EXTRAIT SOURCE:
Mais admettons, je vous parle d'une ville où les manifs d'extrême-droite sont interdites et réprimées. Faut-il donc croire que c'est Liège le Hell Hole, entièrement noyauté par les gauchissss jusque dans les rangs de la maréchaussée? Quelle horreur, mais quelle horreur! Ouskonvaton, ma pauv'Lucette?
Et malheureusement je crains que ce genre de discussions ne vienne à se répéter de plus en plus fréquemment. Parce que les manifestations, même pacifiques, seront de moins en moins autorisées, de moins en moins tolérées. Petit à petit nos libertés seront grignotées, comme le sont nos conquis sociaux. L'un ne va pas sans l'autre, mais comme la capacité est maintenue de pouvoir dire tout et n'importe quoi sur des espaces privés et surveillables à merci (ici même où vous me lisez, d'ailleurs), on ne se rend pas bien compte. Je peux dire tout ce que je veux sur FB, tant que personne ne me signale et que je ne montre pas mes seins, donc je suis libre.
Mais sortir dans un espace censément public pour remettre en cause les décisions du gouvernement (et il y a de quoi faire), ça ne sera plus aussi facile, sauf à prendre l'initiative et se passer d'autorisation. C'est bête et c'est dommage. Mais c'est un fait: nos libertés constitutionnelles ne sont plus garanties. Et nous ne le voyons pas. Nous nous berçons dans l'illusions des acquis. Nous pensons que rien ne peux nous arriver puisque nous n'avons rien à nous reprocher (vous rendez-vous compte de qui est à l'origine de cette phrase? Savez-vous encore qui était Joseph Goebbels?). Que si nous sommes sages, il ne peut rien nous arriver d'affreux... Chacun enfermé dans sa petite boîte et sa petite case, respectant des normes que nous ne questionnons pas, réprouvant ceux qui dépassent du cadre, honnissant les mauvaises herbes qui ont l'outrecuidance de pousser de travers et dans une indécente joie de vivre libres.
Ne nous y trompons pas, l'opération policière contre #Reclaimthenight était une opération de maintien de l'ordre social. Malgré toutes les objections légalistes qu'on pourra y trouver, il s'agissait de remettre à leur place des personnes qui avaient l'audace de demander à ce que leurs droits soient garantis par ceux dont c'est le travail. Le droit à circuler, le droit à la sécurité, le droit à l'intégrité physique et morale. Rien de plus, rien de moins.

TÂCHE COURTE 1:
Les affirmations suivantes s'accordent-elles avec l'extrait ? Répondez par oui ou non, en citant à chaque fois les mots décisifs de l'extrait. (a) L'opération policière contre #Reclaimthenight y est présentée comme une opération de maintien de l'ordre social. (b) L'extrait affirme que nos libertés constitutionnelles restent garanties. (c) Selon l'extrait, les manifestations seront de plus en plus autorisées.

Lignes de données
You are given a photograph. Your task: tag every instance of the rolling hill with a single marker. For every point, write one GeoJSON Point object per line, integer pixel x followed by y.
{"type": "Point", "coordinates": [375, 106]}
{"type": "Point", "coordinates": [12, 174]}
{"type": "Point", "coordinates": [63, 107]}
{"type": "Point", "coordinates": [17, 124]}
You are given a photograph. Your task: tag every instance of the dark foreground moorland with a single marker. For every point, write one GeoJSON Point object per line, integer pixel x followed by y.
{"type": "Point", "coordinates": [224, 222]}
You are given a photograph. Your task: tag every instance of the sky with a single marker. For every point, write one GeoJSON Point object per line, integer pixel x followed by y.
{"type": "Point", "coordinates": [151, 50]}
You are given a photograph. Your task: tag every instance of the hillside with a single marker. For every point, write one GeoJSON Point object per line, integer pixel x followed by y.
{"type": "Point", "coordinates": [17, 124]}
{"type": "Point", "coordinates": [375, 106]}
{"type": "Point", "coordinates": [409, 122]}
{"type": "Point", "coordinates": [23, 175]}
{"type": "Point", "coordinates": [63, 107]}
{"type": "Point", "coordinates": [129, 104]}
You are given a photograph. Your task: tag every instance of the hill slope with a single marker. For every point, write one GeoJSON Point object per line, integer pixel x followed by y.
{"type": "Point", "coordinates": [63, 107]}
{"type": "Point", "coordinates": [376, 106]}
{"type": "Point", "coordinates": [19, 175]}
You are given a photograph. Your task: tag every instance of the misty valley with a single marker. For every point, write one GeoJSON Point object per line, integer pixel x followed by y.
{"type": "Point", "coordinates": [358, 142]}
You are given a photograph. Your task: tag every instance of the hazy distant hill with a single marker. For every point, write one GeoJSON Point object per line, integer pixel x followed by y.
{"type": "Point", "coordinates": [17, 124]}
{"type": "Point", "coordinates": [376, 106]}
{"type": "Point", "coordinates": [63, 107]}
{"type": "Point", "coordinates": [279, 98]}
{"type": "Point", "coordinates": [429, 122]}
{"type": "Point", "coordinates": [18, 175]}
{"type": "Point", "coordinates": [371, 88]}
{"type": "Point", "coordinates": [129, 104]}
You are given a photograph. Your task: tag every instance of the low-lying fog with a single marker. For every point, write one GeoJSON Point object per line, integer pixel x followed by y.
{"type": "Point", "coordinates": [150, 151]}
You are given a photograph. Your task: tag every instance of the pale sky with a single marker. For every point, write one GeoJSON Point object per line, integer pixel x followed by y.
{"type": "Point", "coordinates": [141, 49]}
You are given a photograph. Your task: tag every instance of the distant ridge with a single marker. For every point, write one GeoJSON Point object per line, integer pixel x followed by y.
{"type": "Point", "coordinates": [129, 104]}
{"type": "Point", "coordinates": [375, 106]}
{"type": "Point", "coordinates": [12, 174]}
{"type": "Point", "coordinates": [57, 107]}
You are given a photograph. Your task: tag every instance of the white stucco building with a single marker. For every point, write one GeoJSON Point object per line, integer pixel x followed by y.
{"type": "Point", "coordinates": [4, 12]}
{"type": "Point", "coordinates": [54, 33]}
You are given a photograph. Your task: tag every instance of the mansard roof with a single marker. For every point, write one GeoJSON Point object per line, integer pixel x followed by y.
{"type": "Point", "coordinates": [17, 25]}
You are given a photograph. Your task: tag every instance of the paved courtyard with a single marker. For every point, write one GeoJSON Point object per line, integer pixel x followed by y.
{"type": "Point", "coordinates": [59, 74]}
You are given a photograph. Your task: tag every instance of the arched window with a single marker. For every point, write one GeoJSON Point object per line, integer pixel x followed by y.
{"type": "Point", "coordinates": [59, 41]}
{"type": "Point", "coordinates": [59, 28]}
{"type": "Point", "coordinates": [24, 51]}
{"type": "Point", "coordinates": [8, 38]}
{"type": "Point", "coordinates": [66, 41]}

TÂCHE COURTE 2:
Affichez chaque ligne des entrées ci-dessus où figure le mot « pale ».

RÉSULTAT FINAL 1:
(a) Oui : « l'opération policière contre #Reclaimthenight était une opération de maintien de l'ordre social ».
(b) Non : « nos libertés constitutionnelles ne sont plus garanties ».
(c) Non : « les manifestations, même pacifiques, seront de moins en moins autorisées, de moins en moins tolérées ».

RÉSULTAT FINAL 2:
You are given a photograph. Your task: tag every instance of the pale sky with a single marker. For every point, write one GeoJSON Point object per line, integer pixel x followed by y.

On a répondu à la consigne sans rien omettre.